Return every line in the records below that contains the word "ocean".

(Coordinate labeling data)
○ ○ ○ ○ ○ ○ ○

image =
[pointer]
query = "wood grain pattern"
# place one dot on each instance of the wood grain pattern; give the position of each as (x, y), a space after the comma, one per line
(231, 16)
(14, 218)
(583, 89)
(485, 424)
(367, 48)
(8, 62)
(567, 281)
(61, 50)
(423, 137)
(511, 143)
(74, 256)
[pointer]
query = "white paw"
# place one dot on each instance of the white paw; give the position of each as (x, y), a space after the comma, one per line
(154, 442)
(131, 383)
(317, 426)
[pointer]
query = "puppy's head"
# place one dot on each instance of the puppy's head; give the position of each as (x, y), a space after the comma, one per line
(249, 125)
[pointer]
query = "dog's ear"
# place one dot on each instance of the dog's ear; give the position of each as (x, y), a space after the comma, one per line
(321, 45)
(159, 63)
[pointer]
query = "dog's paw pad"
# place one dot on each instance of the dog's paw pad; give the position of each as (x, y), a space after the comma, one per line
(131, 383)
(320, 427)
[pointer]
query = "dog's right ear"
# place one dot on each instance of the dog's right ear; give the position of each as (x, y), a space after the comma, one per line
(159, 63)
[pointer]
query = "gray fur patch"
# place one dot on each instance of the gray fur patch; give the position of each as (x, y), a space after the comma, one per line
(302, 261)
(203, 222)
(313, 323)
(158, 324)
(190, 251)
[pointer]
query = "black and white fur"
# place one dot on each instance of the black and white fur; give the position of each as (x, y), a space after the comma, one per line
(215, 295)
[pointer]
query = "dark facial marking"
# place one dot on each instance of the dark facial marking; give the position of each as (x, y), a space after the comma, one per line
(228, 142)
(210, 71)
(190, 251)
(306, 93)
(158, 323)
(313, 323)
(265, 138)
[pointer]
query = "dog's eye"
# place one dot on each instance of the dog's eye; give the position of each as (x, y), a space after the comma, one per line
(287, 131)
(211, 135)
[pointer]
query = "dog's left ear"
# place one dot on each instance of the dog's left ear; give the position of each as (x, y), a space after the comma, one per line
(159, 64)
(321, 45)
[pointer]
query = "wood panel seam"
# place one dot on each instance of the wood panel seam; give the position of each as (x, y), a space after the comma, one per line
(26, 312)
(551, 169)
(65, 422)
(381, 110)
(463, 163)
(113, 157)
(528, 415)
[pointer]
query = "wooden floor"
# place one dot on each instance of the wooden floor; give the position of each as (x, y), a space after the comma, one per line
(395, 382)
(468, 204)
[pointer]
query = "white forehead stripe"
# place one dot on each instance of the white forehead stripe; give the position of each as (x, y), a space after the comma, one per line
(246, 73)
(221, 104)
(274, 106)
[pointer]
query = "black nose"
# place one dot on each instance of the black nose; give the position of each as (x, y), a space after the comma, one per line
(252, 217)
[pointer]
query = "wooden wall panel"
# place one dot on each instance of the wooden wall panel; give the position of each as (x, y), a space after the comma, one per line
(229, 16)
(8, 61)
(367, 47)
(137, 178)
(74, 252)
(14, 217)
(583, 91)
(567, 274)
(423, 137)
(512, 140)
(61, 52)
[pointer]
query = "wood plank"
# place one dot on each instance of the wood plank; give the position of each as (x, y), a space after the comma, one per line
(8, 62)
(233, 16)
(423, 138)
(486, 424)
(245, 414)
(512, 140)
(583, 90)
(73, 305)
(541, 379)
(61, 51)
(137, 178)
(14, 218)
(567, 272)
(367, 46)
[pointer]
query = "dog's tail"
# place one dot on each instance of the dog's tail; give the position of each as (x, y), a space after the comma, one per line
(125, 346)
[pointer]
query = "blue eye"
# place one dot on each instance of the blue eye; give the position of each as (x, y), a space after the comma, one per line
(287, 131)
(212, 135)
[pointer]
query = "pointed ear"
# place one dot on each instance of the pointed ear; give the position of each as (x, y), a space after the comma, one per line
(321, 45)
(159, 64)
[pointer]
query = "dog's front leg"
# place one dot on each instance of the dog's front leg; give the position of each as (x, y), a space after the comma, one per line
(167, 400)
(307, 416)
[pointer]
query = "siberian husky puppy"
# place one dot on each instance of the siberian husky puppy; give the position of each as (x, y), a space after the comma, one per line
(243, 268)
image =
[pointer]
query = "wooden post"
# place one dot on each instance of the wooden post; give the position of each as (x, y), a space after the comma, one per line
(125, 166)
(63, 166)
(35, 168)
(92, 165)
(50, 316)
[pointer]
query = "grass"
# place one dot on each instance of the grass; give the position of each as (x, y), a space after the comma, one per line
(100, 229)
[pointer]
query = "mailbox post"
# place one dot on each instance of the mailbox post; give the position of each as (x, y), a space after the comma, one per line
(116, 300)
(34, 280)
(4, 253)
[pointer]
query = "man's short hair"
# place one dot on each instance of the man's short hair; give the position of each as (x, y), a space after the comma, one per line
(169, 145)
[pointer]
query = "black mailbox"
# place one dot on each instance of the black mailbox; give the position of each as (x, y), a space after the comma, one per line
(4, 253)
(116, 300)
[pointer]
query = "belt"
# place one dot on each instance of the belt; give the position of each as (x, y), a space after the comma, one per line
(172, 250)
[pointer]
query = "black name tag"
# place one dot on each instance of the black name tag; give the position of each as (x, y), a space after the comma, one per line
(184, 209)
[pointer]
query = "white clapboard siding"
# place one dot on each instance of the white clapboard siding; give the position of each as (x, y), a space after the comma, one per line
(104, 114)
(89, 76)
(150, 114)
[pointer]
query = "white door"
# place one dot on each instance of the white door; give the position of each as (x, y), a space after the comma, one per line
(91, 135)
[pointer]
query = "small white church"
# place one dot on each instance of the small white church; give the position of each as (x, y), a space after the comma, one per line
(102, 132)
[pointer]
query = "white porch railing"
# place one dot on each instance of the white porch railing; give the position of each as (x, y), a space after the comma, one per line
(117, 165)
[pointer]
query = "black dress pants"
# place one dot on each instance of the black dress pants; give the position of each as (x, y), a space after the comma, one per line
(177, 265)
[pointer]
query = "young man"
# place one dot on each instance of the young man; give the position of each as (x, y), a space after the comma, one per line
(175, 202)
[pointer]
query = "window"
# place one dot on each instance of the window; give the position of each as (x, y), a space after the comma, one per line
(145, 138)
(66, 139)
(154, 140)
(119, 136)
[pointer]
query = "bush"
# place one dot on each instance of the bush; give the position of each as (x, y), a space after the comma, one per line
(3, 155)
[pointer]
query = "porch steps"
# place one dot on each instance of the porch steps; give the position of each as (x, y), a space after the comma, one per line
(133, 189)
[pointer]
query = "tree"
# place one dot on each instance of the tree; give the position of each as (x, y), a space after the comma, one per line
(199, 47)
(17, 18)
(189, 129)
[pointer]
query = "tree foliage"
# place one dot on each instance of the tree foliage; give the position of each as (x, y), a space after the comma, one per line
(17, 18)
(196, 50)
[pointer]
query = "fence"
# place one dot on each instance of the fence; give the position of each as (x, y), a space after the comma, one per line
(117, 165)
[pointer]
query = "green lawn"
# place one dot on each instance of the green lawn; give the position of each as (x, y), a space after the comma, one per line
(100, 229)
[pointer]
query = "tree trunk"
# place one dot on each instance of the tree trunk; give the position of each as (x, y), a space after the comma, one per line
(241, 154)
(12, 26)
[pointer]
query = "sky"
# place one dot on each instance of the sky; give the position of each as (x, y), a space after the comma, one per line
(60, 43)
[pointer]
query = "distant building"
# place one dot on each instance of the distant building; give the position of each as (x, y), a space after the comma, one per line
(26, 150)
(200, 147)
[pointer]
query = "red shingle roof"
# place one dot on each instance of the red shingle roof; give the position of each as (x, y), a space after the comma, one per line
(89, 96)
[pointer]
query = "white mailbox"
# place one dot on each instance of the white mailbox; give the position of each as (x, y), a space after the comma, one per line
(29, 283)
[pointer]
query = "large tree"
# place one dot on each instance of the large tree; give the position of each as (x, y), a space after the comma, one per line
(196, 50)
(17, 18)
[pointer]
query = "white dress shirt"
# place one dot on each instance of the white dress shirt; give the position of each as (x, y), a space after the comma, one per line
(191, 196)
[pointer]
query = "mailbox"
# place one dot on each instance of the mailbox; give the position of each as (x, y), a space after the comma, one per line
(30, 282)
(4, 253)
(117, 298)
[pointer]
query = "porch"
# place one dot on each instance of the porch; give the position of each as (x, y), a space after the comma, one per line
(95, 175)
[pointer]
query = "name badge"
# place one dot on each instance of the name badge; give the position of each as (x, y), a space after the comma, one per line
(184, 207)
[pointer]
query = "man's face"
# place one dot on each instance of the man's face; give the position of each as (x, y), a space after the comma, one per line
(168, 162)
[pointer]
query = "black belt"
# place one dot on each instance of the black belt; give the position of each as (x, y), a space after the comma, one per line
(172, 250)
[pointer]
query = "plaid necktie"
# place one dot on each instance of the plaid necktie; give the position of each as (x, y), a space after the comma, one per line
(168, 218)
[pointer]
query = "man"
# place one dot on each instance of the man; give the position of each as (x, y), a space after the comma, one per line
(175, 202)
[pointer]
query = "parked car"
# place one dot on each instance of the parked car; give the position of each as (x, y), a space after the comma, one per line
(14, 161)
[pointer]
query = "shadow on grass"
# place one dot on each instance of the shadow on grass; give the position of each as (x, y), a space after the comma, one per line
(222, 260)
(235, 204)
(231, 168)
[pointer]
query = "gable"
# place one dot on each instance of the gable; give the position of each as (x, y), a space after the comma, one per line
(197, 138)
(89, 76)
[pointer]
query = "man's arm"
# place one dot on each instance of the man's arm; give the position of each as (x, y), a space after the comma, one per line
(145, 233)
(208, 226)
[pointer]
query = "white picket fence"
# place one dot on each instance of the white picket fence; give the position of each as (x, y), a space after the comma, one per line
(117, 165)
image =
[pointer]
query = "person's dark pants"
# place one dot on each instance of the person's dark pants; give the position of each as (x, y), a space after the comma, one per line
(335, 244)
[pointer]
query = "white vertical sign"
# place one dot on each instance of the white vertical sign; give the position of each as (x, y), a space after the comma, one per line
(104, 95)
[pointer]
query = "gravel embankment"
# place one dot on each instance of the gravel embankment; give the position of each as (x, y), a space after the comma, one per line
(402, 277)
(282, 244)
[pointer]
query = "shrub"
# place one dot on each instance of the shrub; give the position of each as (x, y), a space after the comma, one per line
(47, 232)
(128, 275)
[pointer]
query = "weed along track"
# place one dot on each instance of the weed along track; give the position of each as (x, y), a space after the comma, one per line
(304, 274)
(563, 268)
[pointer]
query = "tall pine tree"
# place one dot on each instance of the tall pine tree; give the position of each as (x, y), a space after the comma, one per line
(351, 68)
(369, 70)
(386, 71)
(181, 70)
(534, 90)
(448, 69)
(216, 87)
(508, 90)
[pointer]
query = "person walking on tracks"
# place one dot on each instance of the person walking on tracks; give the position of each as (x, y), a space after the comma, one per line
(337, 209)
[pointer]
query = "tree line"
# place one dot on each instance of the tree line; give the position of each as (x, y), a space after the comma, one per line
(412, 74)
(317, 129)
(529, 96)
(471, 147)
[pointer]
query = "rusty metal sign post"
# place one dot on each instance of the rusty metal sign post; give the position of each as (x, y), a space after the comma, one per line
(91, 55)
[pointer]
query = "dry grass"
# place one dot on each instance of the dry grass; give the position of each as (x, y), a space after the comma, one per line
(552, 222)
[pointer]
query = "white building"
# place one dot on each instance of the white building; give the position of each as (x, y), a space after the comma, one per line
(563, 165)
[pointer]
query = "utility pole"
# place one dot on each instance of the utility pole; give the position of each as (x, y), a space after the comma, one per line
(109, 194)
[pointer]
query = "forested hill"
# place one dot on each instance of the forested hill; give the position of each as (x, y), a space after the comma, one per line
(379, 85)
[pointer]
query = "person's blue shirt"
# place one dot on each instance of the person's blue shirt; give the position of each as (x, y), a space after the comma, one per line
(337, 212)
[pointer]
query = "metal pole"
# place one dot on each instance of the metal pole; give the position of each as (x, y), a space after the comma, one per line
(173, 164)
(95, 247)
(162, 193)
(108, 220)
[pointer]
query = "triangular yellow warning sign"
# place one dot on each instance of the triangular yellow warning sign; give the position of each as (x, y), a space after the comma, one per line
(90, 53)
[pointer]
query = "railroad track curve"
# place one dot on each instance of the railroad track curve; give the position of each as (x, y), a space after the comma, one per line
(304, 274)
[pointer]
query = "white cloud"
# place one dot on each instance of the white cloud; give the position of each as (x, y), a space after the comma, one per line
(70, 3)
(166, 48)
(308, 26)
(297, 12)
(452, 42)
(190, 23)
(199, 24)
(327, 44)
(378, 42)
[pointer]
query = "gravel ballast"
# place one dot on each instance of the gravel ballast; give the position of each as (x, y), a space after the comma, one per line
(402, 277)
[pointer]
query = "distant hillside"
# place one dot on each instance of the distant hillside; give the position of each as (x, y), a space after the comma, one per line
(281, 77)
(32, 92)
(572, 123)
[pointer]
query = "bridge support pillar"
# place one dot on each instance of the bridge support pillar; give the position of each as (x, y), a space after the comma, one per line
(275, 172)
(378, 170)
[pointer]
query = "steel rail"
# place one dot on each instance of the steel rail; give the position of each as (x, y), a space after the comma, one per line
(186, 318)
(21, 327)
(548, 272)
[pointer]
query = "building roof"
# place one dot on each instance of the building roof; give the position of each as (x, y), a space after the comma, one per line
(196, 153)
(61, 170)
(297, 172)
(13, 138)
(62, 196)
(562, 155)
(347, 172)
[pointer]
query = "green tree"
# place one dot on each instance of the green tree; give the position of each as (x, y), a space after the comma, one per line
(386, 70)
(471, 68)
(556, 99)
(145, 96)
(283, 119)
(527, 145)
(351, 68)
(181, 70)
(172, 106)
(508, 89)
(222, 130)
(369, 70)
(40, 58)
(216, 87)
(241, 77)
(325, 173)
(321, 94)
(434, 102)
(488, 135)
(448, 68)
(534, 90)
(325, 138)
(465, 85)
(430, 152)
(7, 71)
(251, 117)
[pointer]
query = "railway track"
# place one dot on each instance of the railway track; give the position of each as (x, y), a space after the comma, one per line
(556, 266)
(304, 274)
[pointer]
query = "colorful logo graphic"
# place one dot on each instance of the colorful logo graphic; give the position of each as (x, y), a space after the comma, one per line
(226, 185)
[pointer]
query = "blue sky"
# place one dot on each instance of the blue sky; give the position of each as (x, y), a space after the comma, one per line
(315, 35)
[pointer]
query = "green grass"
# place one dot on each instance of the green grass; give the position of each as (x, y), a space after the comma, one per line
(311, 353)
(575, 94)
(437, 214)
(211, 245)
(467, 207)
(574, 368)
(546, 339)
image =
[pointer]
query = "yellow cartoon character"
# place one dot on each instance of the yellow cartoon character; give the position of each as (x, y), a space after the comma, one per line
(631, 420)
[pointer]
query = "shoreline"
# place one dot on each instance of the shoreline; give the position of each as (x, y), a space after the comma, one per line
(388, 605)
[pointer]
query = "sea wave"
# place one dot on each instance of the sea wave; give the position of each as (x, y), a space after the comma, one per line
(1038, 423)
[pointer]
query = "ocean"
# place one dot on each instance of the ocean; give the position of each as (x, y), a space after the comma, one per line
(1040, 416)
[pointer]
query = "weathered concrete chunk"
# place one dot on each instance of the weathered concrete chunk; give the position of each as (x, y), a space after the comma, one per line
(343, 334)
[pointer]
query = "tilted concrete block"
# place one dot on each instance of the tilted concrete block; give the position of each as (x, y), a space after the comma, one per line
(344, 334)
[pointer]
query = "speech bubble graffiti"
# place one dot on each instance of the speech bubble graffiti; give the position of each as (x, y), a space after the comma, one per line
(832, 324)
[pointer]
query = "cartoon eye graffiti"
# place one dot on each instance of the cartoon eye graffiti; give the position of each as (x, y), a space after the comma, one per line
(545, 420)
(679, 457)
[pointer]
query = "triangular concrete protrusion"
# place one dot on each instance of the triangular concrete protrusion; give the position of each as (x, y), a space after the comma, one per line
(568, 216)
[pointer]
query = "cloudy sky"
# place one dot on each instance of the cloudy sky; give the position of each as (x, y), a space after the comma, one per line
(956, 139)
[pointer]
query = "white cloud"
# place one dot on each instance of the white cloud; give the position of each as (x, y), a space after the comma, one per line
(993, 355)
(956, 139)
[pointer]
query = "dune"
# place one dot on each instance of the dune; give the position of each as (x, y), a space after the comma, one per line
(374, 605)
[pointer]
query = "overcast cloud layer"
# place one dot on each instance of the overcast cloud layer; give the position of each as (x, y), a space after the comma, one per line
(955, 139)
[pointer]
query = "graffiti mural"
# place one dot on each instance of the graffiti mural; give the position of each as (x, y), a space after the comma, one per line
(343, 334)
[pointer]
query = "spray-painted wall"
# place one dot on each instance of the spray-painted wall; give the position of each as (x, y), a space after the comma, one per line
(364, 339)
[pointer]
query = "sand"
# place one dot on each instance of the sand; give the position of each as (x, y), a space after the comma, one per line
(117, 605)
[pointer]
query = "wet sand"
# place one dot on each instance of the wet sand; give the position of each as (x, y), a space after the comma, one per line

○ ○ ○ ○ ○ ○ ○

■ **Output below**:
query = "ocean"
# place one dot on each instance of the ocean; give the position of each as (x, y), a space after the comma, one per line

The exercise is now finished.